> _ACTIVITY_: Copy out exactly, from the entries that follow, the line holding "Exercise. Point out each instance of the green", the line holding "Exercise. Point out each instance of the blue", and all lines between them, but no pictures.

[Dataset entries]
————

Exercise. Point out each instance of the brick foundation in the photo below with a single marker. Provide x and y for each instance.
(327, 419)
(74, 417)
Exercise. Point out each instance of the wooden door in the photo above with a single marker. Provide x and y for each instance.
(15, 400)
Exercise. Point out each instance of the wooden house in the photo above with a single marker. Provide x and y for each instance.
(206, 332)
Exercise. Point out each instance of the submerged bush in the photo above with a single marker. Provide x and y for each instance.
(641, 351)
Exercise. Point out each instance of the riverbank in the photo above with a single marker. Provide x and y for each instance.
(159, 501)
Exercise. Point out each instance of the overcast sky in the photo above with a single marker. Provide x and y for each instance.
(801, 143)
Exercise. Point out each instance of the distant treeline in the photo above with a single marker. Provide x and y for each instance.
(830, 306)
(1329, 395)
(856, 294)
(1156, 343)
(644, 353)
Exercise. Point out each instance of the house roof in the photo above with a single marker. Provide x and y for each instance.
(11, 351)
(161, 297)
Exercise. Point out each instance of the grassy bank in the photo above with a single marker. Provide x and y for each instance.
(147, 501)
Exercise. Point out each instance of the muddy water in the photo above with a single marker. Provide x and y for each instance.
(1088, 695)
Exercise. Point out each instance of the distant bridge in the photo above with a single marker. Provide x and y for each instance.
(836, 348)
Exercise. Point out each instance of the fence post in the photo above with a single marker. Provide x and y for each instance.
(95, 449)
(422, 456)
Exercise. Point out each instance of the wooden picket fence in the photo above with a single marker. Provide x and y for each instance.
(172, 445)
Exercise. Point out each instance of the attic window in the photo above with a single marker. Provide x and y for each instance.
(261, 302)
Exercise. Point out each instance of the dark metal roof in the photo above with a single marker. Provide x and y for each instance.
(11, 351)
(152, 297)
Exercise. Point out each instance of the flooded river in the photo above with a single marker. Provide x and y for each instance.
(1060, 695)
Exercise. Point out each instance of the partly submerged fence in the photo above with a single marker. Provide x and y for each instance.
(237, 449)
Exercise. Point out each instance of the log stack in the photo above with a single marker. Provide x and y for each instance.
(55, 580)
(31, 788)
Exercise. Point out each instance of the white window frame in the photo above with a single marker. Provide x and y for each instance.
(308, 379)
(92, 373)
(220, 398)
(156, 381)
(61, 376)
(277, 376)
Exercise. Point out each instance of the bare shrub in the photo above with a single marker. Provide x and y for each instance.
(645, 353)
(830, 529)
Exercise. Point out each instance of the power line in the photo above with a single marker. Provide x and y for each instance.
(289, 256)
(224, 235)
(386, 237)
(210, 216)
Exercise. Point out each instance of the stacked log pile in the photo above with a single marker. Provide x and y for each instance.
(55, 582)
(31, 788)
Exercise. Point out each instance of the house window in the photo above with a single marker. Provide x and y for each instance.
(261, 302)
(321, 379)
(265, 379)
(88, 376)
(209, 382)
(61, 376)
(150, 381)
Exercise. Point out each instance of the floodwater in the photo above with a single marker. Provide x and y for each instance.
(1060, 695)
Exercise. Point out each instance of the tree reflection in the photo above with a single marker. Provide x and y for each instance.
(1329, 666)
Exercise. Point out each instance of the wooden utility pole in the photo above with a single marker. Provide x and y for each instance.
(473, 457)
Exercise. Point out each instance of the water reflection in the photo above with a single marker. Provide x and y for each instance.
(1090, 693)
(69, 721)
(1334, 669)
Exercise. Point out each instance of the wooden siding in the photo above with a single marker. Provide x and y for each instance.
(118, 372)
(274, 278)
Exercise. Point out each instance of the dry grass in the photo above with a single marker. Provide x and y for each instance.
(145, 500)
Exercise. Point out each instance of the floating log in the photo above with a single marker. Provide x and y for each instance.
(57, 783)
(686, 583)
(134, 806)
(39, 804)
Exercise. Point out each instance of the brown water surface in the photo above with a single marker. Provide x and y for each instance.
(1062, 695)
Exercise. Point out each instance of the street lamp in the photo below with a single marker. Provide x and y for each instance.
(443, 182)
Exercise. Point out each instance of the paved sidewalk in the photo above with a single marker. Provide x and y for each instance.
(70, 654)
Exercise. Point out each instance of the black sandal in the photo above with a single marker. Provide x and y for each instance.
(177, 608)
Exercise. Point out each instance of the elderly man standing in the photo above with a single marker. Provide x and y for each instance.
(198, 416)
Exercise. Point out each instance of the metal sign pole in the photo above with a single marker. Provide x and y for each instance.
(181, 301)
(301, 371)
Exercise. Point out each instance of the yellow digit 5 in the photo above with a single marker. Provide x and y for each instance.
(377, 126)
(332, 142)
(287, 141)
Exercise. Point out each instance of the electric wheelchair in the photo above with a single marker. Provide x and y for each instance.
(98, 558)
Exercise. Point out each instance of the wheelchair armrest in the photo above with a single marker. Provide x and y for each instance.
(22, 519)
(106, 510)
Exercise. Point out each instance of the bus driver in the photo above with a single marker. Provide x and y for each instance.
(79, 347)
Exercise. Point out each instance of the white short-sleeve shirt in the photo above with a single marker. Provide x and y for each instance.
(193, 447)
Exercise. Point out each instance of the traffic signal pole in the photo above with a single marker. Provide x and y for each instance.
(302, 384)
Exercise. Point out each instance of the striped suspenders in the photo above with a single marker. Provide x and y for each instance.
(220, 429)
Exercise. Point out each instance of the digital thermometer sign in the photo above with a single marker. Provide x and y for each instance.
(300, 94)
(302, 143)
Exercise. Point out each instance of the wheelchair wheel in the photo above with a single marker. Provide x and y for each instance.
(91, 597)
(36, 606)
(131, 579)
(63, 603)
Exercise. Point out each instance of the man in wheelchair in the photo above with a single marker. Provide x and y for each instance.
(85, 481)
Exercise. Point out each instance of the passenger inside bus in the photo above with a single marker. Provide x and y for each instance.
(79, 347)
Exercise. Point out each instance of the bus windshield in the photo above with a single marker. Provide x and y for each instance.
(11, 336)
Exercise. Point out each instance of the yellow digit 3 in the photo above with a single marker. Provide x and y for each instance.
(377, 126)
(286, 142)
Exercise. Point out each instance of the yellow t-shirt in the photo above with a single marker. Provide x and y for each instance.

————

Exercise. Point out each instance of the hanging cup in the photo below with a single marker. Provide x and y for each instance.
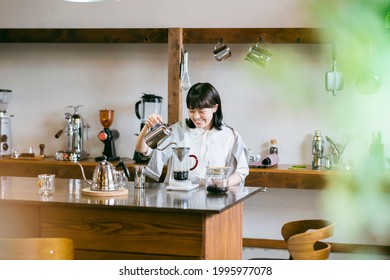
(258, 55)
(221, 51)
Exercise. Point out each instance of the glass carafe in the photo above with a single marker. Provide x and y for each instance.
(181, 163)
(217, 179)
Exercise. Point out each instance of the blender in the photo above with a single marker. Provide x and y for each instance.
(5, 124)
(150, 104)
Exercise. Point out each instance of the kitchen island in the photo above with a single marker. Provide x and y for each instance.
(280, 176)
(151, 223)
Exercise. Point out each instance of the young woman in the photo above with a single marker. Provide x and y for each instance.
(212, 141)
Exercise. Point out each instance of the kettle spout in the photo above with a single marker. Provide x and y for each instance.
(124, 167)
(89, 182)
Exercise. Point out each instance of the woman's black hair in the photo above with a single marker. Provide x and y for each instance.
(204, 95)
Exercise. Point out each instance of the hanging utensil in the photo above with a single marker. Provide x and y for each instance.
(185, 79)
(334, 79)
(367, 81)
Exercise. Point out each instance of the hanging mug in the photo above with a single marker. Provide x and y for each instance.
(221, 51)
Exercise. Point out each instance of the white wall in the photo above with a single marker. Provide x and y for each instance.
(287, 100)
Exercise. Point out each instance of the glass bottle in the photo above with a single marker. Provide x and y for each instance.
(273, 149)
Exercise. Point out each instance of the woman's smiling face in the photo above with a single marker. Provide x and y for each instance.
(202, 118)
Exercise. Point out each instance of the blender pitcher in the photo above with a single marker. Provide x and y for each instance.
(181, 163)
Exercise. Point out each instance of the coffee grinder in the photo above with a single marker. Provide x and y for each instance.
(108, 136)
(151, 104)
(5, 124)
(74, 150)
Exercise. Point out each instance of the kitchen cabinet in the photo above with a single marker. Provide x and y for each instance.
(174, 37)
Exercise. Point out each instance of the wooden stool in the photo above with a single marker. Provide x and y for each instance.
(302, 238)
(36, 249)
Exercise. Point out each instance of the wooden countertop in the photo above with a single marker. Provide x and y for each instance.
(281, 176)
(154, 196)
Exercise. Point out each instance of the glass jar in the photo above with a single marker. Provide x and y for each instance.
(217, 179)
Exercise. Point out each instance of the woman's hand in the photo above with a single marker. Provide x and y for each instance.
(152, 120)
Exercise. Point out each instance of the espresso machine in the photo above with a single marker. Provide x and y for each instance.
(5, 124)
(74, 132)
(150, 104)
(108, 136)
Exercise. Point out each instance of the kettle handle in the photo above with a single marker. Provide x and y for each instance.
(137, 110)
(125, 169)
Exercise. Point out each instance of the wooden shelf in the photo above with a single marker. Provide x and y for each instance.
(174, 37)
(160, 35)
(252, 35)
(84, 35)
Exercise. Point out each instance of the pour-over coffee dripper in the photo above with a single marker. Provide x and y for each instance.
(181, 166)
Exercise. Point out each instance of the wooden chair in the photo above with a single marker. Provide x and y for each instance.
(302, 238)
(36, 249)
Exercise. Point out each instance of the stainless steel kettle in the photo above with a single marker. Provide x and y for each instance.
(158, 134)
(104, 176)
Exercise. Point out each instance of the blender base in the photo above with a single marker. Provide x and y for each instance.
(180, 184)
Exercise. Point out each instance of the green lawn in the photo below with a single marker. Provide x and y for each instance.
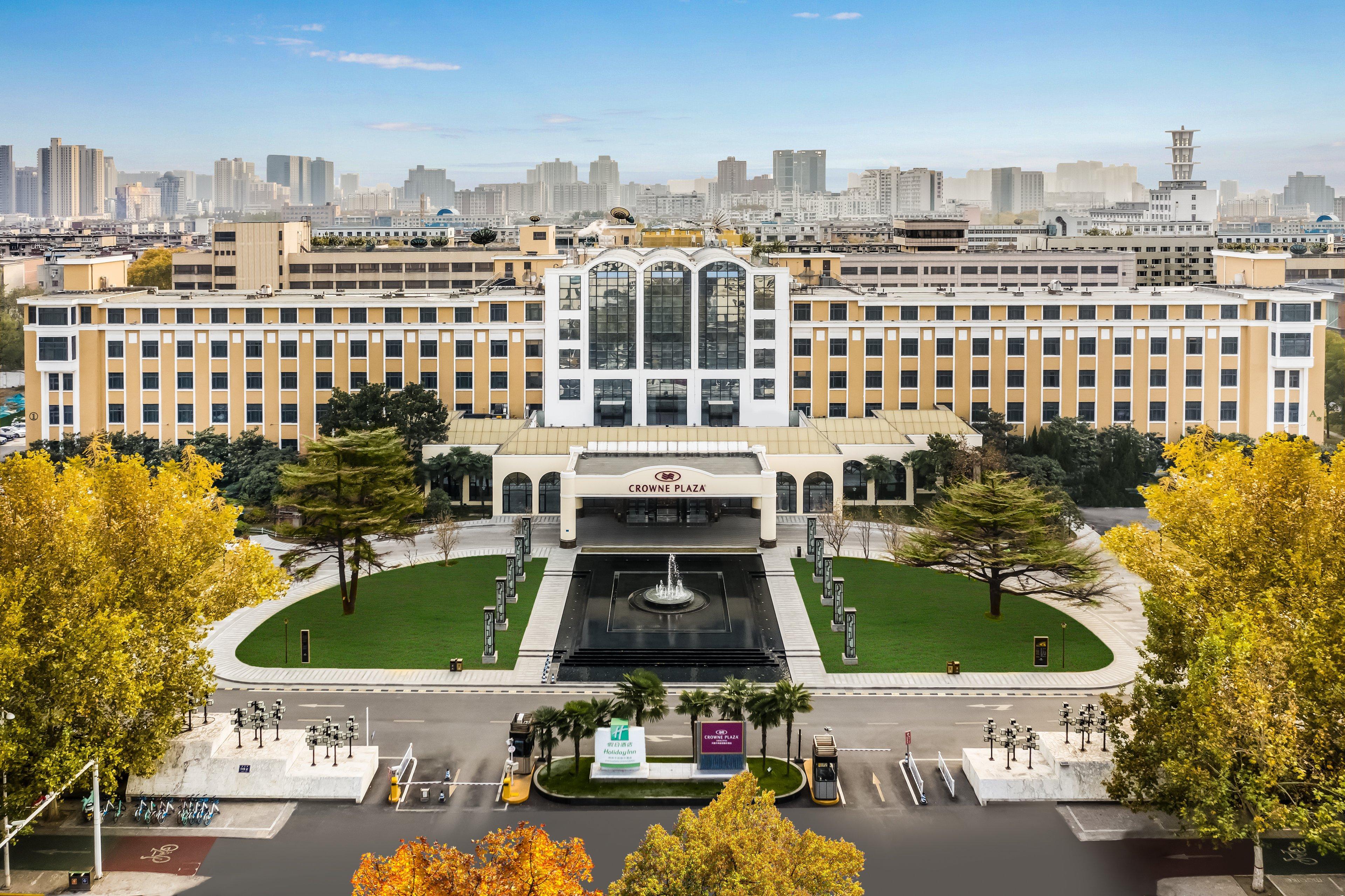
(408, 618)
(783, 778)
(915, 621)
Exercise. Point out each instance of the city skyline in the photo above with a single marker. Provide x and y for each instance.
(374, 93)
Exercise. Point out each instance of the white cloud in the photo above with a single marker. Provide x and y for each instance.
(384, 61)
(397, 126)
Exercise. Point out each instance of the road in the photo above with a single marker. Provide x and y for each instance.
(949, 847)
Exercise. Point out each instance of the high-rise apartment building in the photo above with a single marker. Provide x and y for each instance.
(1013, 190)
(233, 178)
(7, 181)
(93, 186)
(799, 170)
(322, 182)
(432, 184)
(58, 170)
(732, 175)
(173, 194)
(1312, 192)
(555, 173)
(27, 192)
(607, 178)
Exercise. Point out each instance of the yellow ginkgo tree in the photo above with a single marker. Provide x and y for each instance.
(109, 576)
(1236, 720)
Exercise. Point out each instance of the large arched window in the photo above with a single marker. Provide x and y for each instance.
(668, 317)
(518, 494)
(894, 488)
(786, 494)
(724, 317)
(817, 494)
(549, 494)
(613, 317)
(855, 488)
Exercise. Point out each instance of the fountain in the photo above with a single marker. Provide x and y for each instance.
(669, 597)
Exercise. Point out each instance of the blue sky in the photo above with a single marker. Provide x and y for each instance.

————

> _WRITTEN REPLY_:
Exercise. Point out each instance of the green lawn in the photo below with a single marker. Provide x and y for each instance.
(408, 618)
(783, 778)
(915, 621)
Exercise. Point out each instance of the city skyline in the photo above with a single marker. Provide x and y for each instance.
(374, 93)
Exercise. Point out each instance of the white cloud in the photo above with a single marker. Provide x and y for each instance.
(384, 61)
(397, 126)
Exercise. Point out each instance of the road in the photo above with a single marker. Provide x and y for each instance.
(949, 847)
Exercise. Point out each instance of the high-rise apartment building in the photo above with a single marker. Provide x and y for each instance.
(1013, 190)
(233, 178)
(7, 181)
(93, 186)
(799, 170)
(322, 182)
(432, 184)
(58, 170)
(732, 175)
(173, 194)
(1312, 192)
(555, 173)
(27, 192)
(607, 178)
Exercise. Point out each instance of the yellow ginkgo tree in the photo above with a single marker. Provide x and y for each instance.
(109, 576)
(1236, 720)
Exercise. Point out each instance of the large arched window in the photo above with a single marker. Provide x and y for each instance.
(668, 317)
(518, 494)
(894, 488)
(786, 494)
(724, 317)
(817, 494)
(549, 494)
(613, 317)
(855, 488)
Exercise. Point out each instance of the fountain in the photo above with a single marker. Provide x and y for each instance.
(669, 597)
Exercise. Point out each instance of the blue sky in the photo above with a single marker. Provide x and y for each instance.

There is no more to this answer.